→ **EXTRACTED TEXT**:
────────────────────────────────────────
Personal information
- National team: Vietnam
- Born: Lê Minh Hiếu June 30, 2000 (age 26) Biên Hòa, Đồng Nai, Vietnam

Sport
- Country: Vietnam
- Sport: Breaking

Medal record
Breaking
Representing Vietnam
Youth Olympic Games
| Gold medal – first place | 2018 Argentina | Breaking Mixed Team |

= Lê Minh Hiếu =

Vietnamese breakdancer (born 2000)

Lê Minh Hiếu (born 30 June 2000), also known as B4, is a Vietnamese breakdancer. He is part of the mixed team 2018 Summer Youth Olympics gold medal winner in breakdancing.

== Early life ==
Minh Hiếu was born in Biên Hòa City, Đồng Nai province, Vietnam. In the family, Hiếu is the eldest of three children. When he was young, his father was imprisoned due to gambling, and his mother raised three children alone while suffering from kidney failure. In 2015, after their mother died, Hiếu and his brother were adopted by a breakdancer from Ho Chi Minh City.

== Career ==
Minh Hiếu began breakdancing in 2011 after watching dancers perform on television. In 2016, Hiếu participated in Vietnamese TV show So You Think You Can Dance season 5, advanced to the final round, and finished as the runner-up. In 2017, Hiếu competed in the World Youth Breaking Championship Qualification events held by the World DanceSport Federation (WDSF). He first participated in Taiwan, placed 20th, and then advanced to the next qualification in Kawasaki, Japan. His performance in Japan placed him in 12th position, which secured him a spot at the 2018 Summer Youth Olympics in Buenos Aires, Argentina.

At the Youth Olympics, he placed last in the B-Boy individual category, but went on to win the gold medal in the Breaking Mixed Team event, alongside dancer Ram from Japan. The victory marked Vietnam's first medal in Olympic breaking and the fourth gold medal won by Vietnamese athletes at the 2018 Youth Olympics. After the competition, Hiếu became a teacher at a Vietnamese dance school in Ho Chi Minh City. Hiếu also continued to represent Vietnam in various regional competitions.
────────────────────────────────────────
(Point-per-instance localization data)
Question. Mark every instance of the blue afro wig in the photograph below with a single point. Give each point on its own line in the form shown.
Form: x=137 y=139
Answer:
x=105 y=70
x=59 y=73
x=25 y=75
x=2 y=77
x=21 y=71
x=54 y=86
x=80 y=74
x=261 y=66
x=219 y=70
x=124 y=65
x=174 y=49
────────────────────────────────────────
→ **ASSIGNMENT A**:
Answer these about the Lê Minh Hiếu biography:
(i) Where does Hiếu fall in birth order among his siblings?
(ii) What place did he finish in the qualification event in Taiwan?
(iii) Who was his partner in the Breaking Mixed Team event?
→ **ASSIGNMENT B**:
Retype the part of the Lê Minh Hiếu biography that opens with the words containing "Vietnamese breakdancer (born" and closes with "winner in breakdancing.".

→ **ANSWER SECTION A**:
(i) He is the eldest of three children.
(ii) 20th.
(iii) Dancer Ram from Japan.

→ **ANSWER SECTION B**:
Vietnamese breakdancer (born 2000)

Lê Minh Hiếu (born 30 June 2000), also known as B4, is a Vietnamese breakdancer. He is part of the mixed team 2018 Summer Youth Olympics gold medal winner in breakdancing.